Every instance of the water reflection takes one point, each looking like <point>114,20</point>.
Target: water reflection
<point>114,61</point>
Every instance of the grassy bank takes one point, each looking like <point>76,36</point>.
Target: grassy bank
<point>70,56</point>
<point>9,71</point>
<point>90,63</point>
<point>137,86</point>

* * *

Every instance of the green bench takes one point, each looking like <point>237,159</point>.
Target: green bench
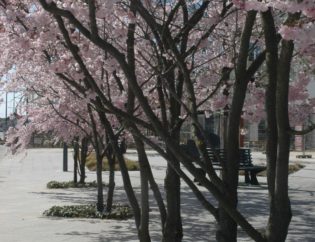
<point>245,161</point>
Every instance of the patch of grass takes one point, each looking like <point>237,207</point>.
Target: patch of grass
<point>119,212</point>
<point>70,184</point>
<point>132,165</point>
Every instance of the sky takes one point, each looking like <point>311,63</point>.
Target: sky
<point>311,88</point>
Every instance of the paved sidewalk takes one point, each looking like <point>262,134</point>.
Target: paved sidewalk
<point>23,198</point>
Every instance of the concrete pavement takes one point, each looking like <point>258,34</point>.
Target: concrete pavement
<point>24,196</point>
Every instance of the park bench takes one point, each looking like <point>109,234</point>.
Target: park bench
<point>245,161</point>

### Problem statement:
Scale the records from the line with "Every instance of the water" to the line with "<point>137,86</point>", both ends included, and give only those lines again, requests too. Multiply every point coordinate in the answers by 2.3 and round to whole numbers, halves up, leaving the numbers in the requests and their format samples as they are.

### Result of this task:
Every instance of the water reflection takes one point, each looking like <point>114,20</point>.
Target: water reflection
<point>262,140</point>
Every instance of the grassy bank takes one point, each looking like <point>76,36</point>.
Target: grassy bank
<point>161,129</point>
<point>21,163</point>
<point>207,145</point>
<point>315,198</point>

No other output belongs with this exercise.